* _SHORT PROBLEM_: In the newsletter dispatch about Dubrovnik's drawbridge below, list every year it mentions, in order of appearance.

* _SOURCE EXTRACT_:
★ ★ ★ ★ ★ ★ ★

Hello and welcome to the first installment of Place x The Gen! In today’s dispatch, we read a story from The Gen community member Ivana, for whom home – after fleeing the Croatian war with her family and living for a time as a refugee before eventually settling in the US – has become a complex, if abstract place. Ivana brings us back to an old family portrait location, the drawbridge near Dubrovnik’s old town, and explores how this spot of transience is where all parts of her past can come to meet.
This is the first in a series of three dispatches the Place will be releasing alongside The Gen in addition to our regular Friday newsletter, so keep your eyes peeled to your inbox over the next couple Sundays. And don’t forget to check out The Gen’s newsletter and their Instagram for more stories like Ivana’s.
The Gen is a global community which aims to bring people of cross-cultural backgrounds together to connect over shared experiences stemming from intercultural upbringings. The Gen hosts community workshops and roundtables, provides resources to learn for intergenerational cross-cultural experiences, and runs a crowd-source blog in the form of a newsletter.
Meet me at the drawbridge
The old town of Dubrovnik is a fortress. A proud, walled city which protects - behind its 15-meter thick limestone walls - even prouder Dalmatians. Here, the pride runs thicker than the sweet local wine, Prošek. So thick is this pride, that during the Medieval era the drawbridge that connected the inner town to the outer city was pulled closed nightly at 6pm, announced by the evening church bells to prevent any outsiders from coming in.
I wonder if that drawbridge would have been closed to me.
I was born in 1993, well after the medieval era but not after the era of senseless war. Six nations took to arms in a bid for independence and freedom from communist Yugoslavia. Some, like Slovenia, got sovereignty without much fuss early on in 1991. Others, like Bosnia and Herzegovina where my mother is from, bore witness to the biggeest genocide on European soil since 1945. The war officially ended in 2001 after UN and NATO involvement. You don’t have to look hard to find the scars running deep in buildings and people alike.

★ ★ ★ ★ ★ ★ ★

* _COLLECTED DATA_:
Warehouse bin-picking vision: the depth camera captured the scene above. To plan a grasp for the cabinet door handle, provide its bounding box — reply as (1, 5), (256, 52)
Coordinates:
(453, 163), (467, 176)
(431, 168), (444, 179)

★ ★ ★ ★ ★ ★ ★

* _CORRECT ANSWER_: 1993, 1991, 1945, 2001